The Legacy of White Supremacy in American Christianity

by Robert P. Jones

 

A Review by Dwight A. Moody

 

This is the book I have been waiting for: after The Half Has Never Been Told; after Just Mercy; after From Here to Equality; even after The Narrative of the Life of Frederic Douglas, an American Slave, and finally after the prequel to the present book, The End of White Christian America. Finally: White Too Long!

 

Every page of this book speaks to my formation as a person, a citizen, and a Christian: raised in the South and baptized, educated, and ordained as a Southern Baptist. Robert P. Jones also walked in that path: raised in Mississippi, baptized in Texas, and educated at Mississippi College and Southwestern Baptist Seminary, His story is my story; and his search is my search—for the connections between race in religion in our region, our religion. Yours too, perhaps.

 

Jones is a sociologist of religion, trained in the doctoral program at Emory University. He founded the Public Religion Research Institute of Washington DC as a platform for his search. He, truly, was made for such a time as this—and these days, Jones is everywhere: New York Times, NPR, Washington Post, CNN, and, yes, in a few weeks, The Meetinghouse, as my radio guest, talking about this book and his journey.

 

Our question is this: what role has southern religion in America played in articulating, defending, and sustaining this stain upon our soul known as white supremacy?

 

Jones answers his question with extensive research, interviewing people all over the country, seeking to determine their level of racism (often hidden, or suppressed) using a 15-question tool (together with a lengthy demographic set addressing geography, education, religion, and such). Sample questions are:

  • Do you see monuments to Confederate soldiers more as symbols of southern pride or more as symbols of racism?
  • Do you think recent killings of African American men by police are isolated incidents, or are they part of a broader pattern of how police treat African Americans?
  • Do you think athletes should be required to stand during the national anthem at sporting events?
  • Are you fearful of people of other races? and
  • Would blacks be as well off as whites if only they would try harder?

 

Answers to these questions generate what he calls a racism index, with each person assigned a grade between 0 and 1, with 0 representing the least amount of racist attitudes and 1 representing the highest amount of racist attitudes, both across all questions.

 

Here are four of his findings.

  1. White people residing today in areas that had the highest levels of slavery in 1860 score highest on the racism index.
  2. White Christians today score 30 percentage points higher on the racism index than black Christians and non-religious people.
  3. White Christians with these subtle and often suppressed racist attitudes include Evangelical Christians, Catholic Christians, and Mainline Protestant Christians.
  4. The more racist attitudes a person holds, the more likely he or she is to identify as a white Christian (and this is as true of frequent church attenders as infrequent church attenders).

QUESTIONS ON THE MATERIAL —
A. Translate this sentence from the book review into Spanish: "Jones is a sociologist of religion, trained in the doctoral program at Emory University."
B. Carry on the book review from its last sentence, keeping its voice and subject.

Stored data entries
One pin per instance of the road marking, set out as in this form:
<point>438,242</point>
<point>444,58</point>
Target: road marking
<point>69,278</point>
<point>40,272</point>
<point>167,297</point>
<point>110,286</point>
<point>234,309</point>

TASK-BY-TASK RESULTS —
A. Jones es sociólogo de la religión, formado en el programa de doctorado de la Universidad Emory.

B.
 

His conclusion is this: “…white Christian churches, both Protestant and Catholic, have served as institutional spaces for the preservation and transmission of white supremacist attitudes” (182).

 

And further, and more damning: “Even as Jim Crow laws have been struck from the books in the political realm, most white Christian churches have reformed very little of the their nineteenth-century theology and practice, which was designated, by necessity, to coexist comfortably with slavery and segregation. As a result, most white Christian churches continue to serve, consciously or not, as the mechanism for transmitting and reinforcing white supremacist attitudes among new generations” (186).

 

My head is still spinning, but even in this whirl these questions formed in my mind.

  1. Can this racist index inventory be administered and interpreted with profit to individual congregations?
  2. Do other religions in other regions of the world suffer from this same malady?
  3. Are there proven strategies for eradicating this moral virus from our religious organizations?
  4. How does justice differ from reconciliation?

 

Jones ends the book with several stories of recent efforts to address these serious matters, but they are too few, too weak, too unproven as to impact to provide a remedy to the sadness that overwhelms me as I read through his research. In fact, there is too much evidence in our religion and our culture that the trend is in the other direction—of intensifying the connection between religion and race, of endorsing attitudes and actions that betray racist roots, and of launching initiatives (legal and otherwise) that have the power “to constrict radically the scope of whites’ moral vision” (75).

 

“A moment of reckoning is upon us,” Jones writes, and I concur, “and it’s time that we white Christians do better, to see what is plainly in front of us and to wrestle with the unsettling implications” (70). To put it another way—this is the chief moral dilemma of our day: not street violence, or free trade, or public health, or even climate change. Getting our hearts right with God and with our neighbor has always been at the center of things, and Jones has demonstrated what we all know—things ain’t right, and we need the kind of spiritual awakening that can shine the light of gospel into these dark corners of our souls.